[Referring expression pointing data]

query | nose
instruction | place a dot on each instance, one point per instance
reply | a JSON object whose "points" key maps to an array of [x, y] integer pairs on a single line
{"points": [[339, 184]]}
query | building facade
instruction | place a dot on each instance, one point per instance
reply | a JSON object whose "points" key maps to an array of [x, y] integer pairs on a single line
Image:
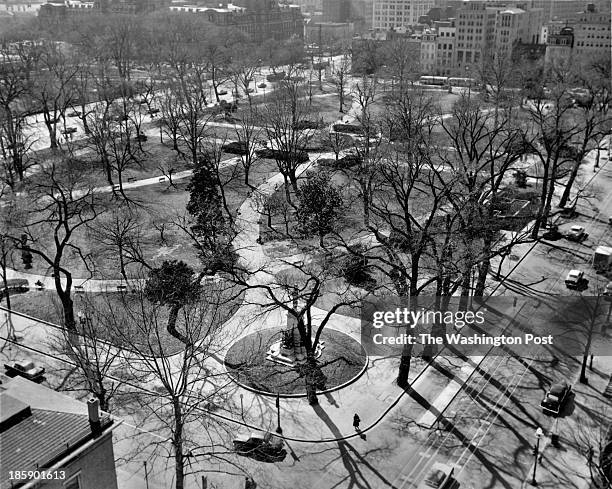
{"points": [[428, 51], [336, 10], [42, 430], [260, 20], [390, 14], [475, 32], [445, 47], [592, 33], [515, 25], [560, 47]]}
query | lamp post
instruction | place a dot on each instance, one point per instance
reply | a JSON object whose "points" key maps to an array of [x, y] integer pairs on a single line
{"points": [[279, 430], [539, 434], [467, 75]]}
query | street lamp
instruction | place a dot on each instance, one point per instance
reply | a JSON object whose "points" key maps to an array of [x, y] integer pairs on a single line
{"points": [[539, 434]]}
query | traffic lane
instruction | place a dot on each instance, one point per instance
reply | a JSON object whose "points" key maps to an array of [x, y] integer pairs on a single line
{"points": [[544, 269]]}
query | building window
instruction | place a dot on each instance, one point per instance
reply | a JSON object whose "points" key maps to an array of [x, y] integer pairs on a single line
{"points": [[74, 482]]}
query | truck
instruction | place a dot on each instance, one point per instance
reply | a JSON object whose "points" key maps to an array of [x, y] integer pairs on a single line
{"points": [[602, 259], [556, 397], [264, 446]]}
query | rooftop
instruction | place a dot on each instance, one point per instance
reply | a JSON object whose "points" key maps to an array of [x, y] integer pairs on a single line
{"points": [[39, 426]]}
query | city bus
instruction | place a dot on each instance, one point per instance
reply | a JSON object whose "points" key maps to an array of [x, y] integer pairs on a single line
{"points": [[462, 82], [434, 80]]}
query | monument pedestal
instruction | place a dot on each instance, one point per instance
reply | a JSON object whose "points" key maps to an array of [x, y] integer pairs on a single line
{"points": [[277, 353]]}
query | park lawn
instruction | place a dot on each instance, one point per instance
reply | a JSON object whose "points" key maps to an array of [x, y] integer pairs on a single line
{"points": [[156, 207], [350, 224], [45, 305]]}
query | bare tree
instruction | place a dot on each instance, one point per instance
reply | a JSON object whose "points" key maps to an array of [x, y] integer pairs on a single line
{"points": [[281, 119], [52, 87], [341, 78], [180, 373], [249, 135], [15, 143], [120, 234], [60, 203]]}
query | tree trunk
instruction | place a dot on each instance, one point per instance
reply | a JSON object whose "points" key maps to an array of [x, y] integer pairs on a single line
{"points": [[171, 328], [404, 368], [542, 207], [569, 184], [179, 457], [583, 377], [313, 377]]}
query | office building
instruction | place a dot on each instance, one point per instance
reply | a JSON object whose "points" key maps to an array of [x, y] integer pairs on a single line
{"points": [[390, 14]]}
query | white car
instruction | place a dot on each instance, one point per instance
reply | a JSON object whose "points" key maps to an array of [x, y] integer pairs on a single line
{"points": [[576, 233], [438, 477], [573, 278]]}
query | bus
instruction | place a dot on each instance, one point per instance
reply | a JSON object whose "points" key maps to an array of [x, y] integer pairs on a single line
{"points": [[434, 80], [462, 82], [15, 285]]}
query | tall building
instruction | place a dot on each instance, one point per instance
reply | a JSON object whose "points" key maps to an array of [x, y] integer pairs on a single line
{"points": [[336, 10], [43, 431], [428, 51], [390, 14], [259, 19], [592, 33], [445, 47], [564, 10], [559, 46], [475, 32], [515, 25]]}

▶ **What you will do**:
If a line of the entries holds the word "building", copy it out.

▶ **Response to this exercise**:
query | building facade
query | building window
query | office building
query | tall building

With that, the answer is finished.